> Tarefa proposta
Devolva todas as linhas da listagem abaixo que contêm a palavra "foliage". Diferencie maiúsculas de minúsculas.

> Material da tarefa

======

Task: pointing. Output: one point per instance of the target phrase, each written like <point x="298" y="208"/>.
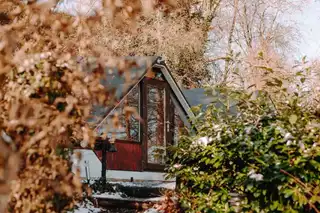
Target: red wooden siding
<point x="128" y="157"/>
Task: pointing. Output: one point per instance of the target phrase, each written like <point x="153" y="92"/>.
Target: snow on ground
<point x="149" y="184"/>
<point x="120" y="196"/>
<point x="86" y="207"/>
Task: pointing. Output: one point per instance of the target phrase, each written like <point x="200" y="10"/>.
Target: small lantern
<point x="112" y="148"/>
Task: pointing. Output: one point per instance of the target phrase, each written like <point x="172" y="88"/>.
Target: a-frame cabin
<point x="140" y="145"/>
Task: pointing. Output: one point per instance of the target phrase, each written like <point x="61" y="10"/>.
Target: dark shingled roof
<point x="117" y="84"/>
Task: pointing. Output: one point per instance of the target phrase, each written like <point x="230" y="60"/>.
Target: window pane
<point x="156" y="124"/>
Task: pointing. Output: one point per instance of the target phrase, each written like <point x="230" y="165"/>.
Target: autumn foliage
<point x="46" y="98"/>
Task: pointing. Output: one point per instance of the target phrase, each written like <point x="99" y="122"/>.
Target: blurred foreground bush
<point x="261" y="156"/>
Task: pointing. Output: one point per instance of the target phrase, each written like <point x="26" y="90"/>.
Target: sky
<point x="309" y="24"/>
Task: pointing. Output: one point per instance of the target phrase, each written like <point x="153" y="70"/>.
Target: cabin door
<point x="157" y="127"/>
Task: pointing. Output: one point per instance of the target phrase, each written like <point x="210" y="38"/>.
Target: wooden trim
<point x="144" y="129"/>
<point x="126" y="141"/>
<point x="165" y="86"/>
<point x="155" y="167"/>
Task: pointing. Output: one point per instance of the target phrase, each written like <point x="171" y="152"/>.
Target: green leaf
<point x="293" y="118"/>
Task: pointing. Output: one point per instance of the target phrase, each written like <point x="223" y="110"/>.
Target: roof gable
<point x="120" y="85"/>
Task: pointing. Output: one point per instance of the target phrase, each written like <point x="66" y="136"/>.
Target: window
<point x="156" y="135"/>
<point x="127" y="112"/>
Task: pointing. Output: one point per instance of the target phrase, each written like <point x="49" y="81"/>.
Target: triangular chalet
<point x="140" y="146"/>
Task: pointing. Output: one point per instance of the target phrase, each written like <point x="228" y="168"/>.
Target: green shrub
<point x="263" y="158"/>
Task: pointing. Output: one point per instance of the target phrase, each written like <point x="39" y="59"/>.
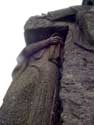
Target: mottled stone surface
<point x="77" y="84"/>
<point x="33" y="96"/>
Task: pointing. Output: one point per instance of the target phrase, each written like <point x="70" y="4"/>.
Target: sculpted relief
<point x="53" y="82"/>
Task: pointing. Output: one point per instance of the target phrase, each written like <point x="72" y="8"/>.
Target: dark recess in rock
<point x="34" y="35"/>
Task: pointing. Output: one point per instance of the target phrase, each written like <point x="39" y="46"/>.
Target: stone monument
<point x="53" y="82"/>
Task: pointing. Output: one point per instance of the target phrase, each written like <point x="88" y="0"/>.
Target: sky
<point x="13" y="15"/>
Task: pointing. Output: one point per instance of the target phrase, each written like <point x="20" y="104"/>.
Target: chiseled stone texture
<point x="77" y="84"/>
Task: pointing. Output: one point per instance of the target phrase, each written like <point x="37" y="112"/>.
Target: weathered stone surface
<point x="77" y="84"/>
<point x="88" y="2"/>
<point x="32" y="98"/>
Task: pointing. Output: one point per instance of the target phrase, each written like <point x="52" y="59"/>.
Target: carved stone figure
<point x="49" y="69"/>
<point x="32" y="98"/>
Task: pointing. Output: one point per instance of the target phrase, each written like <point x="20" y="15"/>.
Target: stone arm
<point x="28" y="51"/>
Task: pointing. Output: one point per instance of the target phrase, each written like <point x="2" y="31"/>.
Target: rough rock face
<point x="38" y="84"/>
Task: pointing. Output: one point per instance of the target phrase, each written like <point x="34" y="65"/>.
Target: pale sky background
<point x="13" y="15"/>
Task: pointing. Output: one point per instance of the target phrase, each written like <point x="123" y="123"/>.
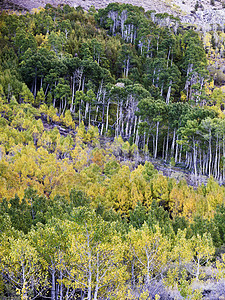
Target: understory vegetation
<point x="87" y="101"/>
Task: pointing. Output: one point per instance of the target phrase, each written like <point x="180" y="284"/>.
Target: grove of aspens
<point x="90" y="103"/>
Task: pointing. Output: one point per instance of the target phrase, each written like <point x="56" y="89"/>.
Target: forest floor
<point x="179" y="172"/>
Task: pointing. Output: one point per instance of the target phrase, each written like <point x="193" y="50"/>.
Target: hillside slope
<point x="201" y="13"/>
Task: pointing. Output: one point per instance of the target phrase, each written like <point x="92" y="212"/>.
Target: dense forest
<point x="87" y="101"/>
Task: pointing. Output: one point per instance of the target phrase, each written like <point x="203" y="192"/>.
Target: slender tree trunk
<point x="107" y="117"/>
<point x="156" y="139"/>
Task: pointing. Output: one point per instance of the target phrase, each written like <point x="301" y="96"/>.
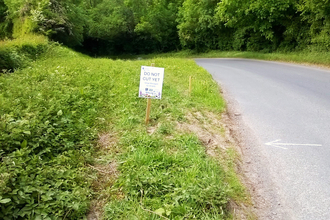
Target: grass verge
<point x="72" y="131"/>
<point x="300" y="57"/>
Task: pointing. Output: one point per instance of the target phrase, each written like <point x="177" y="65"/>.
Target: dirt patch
<point x="107" y="140"/>
<point x="216" y="134"/>
<point x="254" y="164"/>
<point x="106" y="175"/>
<point x="207" y="133"/>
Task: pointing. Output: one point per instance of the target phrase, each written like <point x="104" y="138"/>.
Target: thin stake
<point x="148" y="110"/>
<point x="190" y="82"/>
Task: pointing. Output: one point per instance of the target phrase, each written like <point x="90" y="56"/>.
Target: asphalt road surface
<point x="288" y="109"/>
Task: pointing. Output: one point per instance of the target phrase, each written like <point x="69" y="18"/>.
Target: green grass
<point x="51" y="114"/>
<point x="300" y="57"/>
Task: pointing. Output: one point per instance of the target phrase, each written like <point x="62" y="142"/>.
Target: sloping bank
<point x="73" y="142"/>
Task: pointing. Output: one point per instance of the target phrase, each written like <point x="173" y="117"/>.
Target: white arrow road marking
<point x="279" y="145"/>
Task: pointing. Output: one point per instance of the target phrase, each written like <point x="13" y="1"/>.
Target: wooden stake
<point x="190" y="81"/>
<point x="148" y="110"/>
<point x="148" y="105"/>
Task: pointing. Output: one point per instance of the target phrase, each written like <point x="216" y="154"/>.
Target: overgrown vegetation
<point x="51" y="114"/>
<point x="110" y="27"/>
<point x="21" y="52"/>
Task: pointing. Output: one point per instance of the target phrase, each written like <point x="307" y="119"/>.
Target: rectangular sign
<point x="151" y="82"/>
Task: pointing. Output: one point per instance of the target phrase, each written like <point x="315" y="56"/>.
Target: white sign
<point x="151" y="82"/>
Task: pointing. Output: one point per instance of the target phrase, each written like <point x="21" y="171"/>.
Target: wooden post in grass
<point x="190" y="81"/>
<point x="148" y="105"/>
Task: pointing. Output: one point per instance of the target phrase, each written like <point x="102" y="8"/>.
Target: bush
<point x="19" y="53"/>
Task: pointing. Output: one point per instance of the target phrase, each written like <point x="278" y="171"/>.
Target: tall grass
<point x="51" y="114"/>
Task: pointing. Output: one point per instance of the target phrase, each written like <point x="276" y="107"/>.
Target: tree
<point x="198" y="27"/>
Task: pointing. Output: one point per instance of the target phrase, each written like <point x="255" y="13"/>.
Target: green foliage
<point x="183" y="185"/>
<point x="199" y="29"/>
<point x="20" y="52"/>
<point x="5" y="24"/>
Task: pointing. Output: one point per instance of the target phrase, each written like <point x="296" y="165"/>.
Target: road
<point x="287" y="107"/>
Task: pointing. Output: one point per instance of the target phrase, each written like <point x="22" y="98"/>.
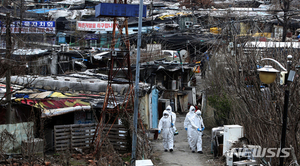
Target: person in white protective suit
<point x="187" y="123"/>
<point x="165" y="127"/>
<point x="196" y="133"/>
<point x="173" y="118"/>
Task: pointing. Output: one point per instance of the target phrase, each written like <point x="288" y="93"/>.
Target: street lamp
<point x="267" y="75"/>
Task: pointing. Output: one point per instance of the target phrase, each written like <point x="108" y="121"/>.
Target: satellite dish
<point x="183" y="53"/>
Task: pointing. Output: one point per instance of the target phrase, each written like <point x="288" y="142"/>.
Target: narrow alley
<point x="182" y="155"/>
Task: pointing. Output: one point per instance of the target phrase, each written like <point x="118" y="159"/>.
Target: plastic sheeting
<point x="12" y="136"/>
<point x="154" y="108"/>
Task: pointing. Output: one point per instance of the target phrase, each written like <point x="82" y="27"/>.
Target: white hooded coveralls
<point x="196" y="136"/>
<point x="187" y="123"/>
<point x="166" y="130"/>
<point x="173" y="117"/>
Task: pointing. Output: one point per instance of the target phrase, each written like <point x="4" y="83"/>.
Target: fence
<point x="68" y="137"/>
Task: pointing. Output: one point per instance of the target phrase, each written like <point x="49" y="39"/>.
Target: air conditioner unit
<point x="231" y="134"/>
<point x="188" y="24"/>
<point x="64" y="47"/>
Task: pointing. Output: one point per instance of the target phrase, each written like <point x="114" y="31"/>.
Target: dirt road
<point x="182" y="155"/>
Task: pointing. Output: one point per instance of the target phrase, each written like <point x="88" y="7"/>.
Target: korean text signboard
<point x="95" y="26"/>
<point x="31" y="27"/>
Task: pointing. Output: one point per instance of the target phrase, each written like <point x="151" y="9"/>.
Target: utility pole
<point x="136" y="88"/>
<point x="8" y="72"/>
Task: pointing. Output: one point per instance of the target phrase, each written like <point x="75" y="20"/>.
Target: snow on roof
<point x="273" y="44"/>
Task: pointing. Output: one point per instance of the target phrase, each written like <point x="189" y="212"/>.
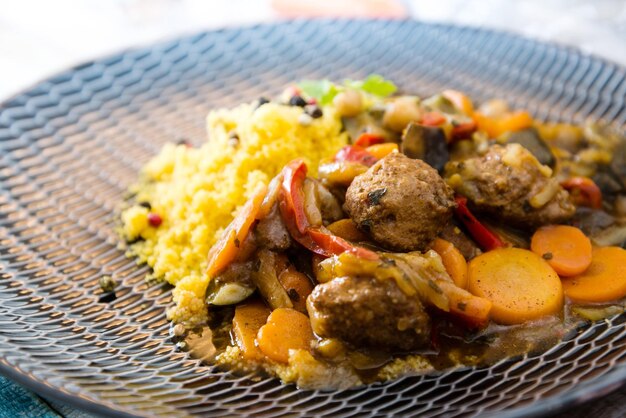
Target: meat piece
<point x="271" y="232"/>
<point x="368" y="312"/>
<point x="509" y="184"/>
<point x="400" y="202"/>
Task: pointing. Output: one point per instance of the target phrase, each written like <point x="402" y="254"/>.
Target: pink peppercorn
<point x="154" y="219"/>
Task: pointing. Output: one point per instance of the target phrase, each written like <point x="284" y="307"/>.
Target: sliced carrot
<point x="346" y="229"/>
<point x="381" y="150"/>
<point x="226" y="248"/>
<point x="509" y="122"/>
<point x="603" y="281"/>
<point x="453" y="261"/>
<point x="298" y="287"/>
<point x="460" y="101"/>
<point x="564" y="247"/>
<point x="248" y="319"/>
<point x="521" y="285"/>
<point x="286" y="329"/>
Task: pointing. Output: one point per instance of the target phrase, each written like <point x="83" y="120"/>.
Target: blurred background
<point x="39" y="37"/>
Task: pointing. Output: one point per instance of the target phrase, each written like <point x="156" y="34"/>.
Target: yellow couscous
<point x="196" y="191"/>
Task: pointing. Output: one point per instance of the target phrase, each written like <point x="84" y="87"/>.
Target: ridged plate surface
<point x="71" y="145"/>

======

> Resposta à tarefa
Target: autumn foliage
Target: green foliage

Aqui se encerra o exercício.